* begin Input records *

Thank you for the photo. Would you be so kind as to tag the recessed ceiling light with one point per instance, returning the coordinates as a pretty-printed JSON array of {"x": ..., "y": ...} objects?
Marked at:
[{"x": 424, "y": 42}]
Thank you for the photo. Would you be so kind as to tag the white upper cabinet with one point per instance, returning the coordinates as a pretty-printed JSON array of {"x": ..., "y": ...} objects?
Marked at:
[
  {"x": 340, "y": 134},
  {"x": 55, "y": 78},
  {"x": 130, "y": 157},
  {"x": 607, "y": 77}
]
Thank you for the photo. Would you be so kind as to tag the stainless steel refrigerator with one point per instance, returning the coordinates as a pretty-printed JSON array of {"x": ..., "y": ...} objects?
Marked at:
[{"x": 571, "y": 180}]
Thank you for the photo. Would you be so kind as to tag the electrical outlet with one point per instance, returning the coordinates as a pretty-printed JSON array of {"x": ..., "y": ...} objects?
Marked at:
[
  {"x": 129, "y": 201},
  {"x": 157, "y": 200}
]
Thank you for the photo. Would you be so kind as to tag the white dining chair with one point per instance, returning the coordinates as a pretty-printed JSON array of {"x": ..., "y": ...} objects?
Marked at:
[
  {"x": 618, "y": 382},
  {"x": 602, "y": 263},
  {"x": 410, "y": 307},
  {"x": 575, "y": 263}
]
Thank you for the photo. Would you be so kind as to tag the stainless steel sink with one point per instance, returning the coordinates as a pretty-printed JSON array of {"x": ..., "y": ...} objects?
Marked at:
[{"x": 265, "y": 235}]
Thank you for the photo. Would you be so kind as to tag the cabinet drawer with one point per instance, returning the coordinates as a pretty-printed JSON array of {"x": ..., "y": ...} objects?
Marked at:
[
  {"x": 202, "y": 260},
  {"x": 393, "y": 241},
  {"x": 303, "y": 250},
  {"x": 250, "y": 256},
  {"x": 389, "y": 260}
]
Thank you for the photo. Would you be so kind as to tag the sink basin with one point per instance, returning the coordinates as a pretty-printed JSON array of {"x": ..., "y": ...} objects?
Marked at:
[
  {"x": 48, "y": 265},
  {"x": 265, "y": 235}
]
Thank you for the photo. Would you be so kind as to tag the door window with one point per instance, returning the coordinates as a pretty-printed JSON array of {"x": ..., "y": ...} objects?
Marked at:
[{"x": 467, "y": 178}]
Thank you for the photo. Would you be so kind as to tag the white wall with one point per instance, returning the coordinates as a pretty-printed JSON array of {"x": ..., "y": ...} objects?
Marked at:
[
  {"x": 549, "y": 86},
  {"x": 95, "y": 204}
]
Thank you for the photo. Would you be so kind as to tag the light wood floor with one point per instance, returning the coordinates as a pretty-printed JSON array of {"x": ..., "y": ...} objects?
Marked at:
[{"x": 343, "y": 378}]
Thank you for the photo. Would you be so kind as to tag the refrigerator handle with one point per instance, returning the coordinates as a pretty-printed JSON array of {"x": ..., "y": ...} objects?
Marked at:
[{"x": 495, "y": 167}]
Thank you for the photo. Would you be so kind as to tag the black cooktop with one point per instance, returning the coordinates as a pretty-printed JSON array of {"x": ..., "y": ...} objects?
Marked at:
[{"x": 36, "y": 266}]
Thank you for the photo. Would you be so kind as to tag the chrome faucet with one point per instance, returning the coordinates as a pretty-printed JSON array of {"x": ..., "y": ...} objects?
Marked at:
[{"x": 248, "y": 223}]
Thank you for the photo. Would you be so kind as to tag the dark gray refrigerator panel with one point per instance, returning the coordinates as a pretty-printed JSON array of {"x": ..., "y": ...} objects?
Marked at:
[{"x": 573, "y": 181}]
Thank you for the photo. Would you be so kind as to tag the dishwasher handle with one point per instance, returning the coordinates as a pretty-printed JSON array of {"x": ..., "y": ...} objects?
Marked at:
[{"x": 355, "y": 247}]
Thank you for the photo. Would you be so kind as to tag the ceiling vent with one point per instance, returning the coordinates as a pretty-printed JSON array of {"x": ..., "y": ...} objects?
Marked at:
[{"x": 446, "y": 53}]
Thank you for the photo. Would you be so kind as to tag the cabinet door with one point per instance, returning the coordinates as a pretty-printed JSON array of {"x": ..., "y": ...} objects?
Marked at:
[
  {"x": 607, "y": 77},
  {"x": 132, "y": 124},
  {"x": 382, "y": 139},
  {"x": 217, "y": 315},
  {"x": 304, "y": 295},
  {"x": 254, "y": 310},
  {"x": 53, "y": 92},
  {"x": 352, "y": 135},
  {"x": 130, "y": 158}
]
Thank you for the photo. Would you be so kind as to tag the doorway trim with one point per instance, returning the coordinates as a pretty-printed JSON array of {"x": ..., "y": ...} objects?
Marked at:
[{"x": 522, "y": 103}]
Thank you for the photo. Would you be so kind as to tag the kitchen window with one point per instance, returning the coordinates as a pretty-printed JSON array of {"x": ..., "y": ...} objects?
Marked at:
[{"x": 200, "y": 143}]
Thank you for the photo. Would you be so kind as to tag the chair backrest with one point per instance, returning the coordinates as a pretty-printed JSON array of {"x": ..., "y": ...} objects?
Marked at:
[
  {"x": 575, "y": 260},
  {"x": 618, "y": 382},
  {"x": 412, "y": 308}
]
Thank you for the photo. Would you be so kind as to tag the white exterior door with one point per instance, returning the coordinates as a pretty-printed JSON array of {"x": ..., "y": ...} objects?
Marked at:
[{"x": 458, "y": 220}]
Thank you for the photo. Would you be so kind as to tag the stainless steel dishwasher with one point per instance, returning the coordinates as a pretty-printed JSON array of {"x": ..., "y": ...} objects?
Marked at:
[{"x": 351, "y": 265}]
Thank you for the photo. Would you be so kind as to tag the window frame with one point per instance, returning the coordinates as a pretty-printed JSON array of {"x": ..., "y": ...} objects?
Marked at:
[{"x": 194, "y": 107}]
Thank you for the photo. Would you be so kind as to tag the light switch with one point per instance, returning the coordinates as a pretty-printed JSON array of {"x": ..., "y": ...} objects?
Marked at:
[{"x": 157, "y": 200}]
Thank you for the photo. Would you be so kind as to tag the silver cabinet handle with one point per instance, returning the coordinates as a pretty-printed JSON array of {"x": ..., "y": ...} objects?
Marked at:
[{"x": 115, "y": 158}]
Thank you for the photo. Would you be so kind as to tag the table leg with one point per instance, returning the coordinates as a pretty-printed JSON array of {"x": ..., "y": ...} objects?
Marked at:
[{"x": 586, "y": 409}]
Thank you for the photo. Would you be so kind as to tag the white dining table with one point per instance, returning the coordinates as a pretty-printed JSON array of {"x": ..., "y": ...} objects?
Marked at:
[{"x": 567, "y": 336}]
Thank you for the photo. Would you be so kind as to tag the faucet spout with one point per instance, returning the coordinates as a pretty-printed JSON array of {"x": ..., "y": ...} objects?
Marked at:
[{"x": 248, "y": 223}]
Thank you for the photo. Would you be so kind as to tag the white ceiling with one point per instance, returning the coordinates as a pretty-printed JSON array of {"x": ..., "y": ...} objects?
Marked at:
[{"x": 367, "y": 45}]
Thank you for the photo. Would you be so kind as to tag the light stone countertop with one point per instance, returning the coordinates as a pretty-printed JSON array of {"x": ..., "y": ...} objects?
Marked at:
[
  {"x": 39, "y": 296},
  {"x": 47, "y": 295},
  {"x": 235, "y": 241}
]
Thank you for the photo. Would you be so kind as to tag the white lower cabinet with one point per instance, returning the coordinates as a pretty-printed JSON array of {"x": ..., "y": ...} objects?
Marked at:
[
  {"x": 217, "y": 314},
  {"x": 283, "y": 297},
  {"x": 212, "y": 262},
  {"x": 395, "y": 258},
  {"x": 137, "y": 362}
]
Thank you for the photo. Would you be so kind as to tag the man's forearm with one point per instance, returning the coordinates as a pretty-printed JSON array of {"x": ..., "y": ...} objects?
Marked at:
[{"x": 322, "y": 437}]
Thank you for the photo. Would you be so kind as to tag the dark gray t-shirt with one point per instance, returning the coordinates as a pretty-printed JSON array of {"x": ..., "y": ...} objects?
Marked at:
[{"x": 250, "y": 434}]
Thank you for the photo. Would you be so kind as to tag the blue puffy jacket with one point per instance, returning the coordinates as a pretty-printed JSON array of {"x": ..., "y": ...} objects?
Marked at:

* end Input records *

- _Task details_
Make an exact copy of every line from the one with "white dining table" to the end of the data, with the first and last of those lines included.

- _Correct answer_
Thank you for the photo. Would you be so kind as to tag the white dining table with one point per instance, returning the coordinates as a pretty-printed JSON array of {"x": ..., "y": ...} objects?
Marked at:
[{"x": 567, "y": 336}]
Thank you for the photo. Would you be so kind as to tag the faucet spout with one point per instance, returning the coordinates as a pretty-printed JSON array of {"x": ..., "y": ...} objects?
Marked at:
[{"x": 248, "y": 223}]
Thank you for the photo. Would you be so kind as to tag the white ceiling with one point per instance, returning the coordinates as a pretty-printed JSON array of {"x": ..., "y": ...} objects?
Marked at:
[{"x": 367, "y": 45}]
Thank you for the photo. Would you be so kind as to tag the light stone countertop with one point per instance, returning the coordinates as a pretty-printed JSON array of {"x": ..., "y": ...} objects?
Marked at:
[
  {"x": 39, "y": 296},
  {"x": 47, "y": 295},
  {"x": 235, "y": 241}
]
Thank you for the photo. Would you be so kind as to tag the white lower cabinet with one point per instance, returning the coordinates as a pretty-printed JSON array of {"x": ..., "y": ...} objects?
Marked at:
[
  {"x": 217, "y": 314},
  {"x": 283, "y": 297},
  {"x": 212, "y": 262},
  {"x": 395, "y": 258},
  {"x": 137, "y": 362}
]
Thank you for the photo. Would you be so kind as to tag the man's forearm with one point per instance, returning the coordinates as a pretty-printed JSON array of {"x": ..., "y": ...} objects?
Marked at:
[{"x": 322, "y": 437}]
Thank you for the photo. Would you be so kind as to tag the dark gray t-shirt with one point per instance, returning the coordinates as a pretty-printed JSON array of {"x": ..., "y": ...} objects?
Marked at:
[{"x": 250, "y": 434}]
Thank you for the photo. Would you be so kind as to tag the blue puffy jacket with one point per instance, returning the coordinates as a pretty-printed JSON array of {"x": ..., "y": ...} objects?
Marked at:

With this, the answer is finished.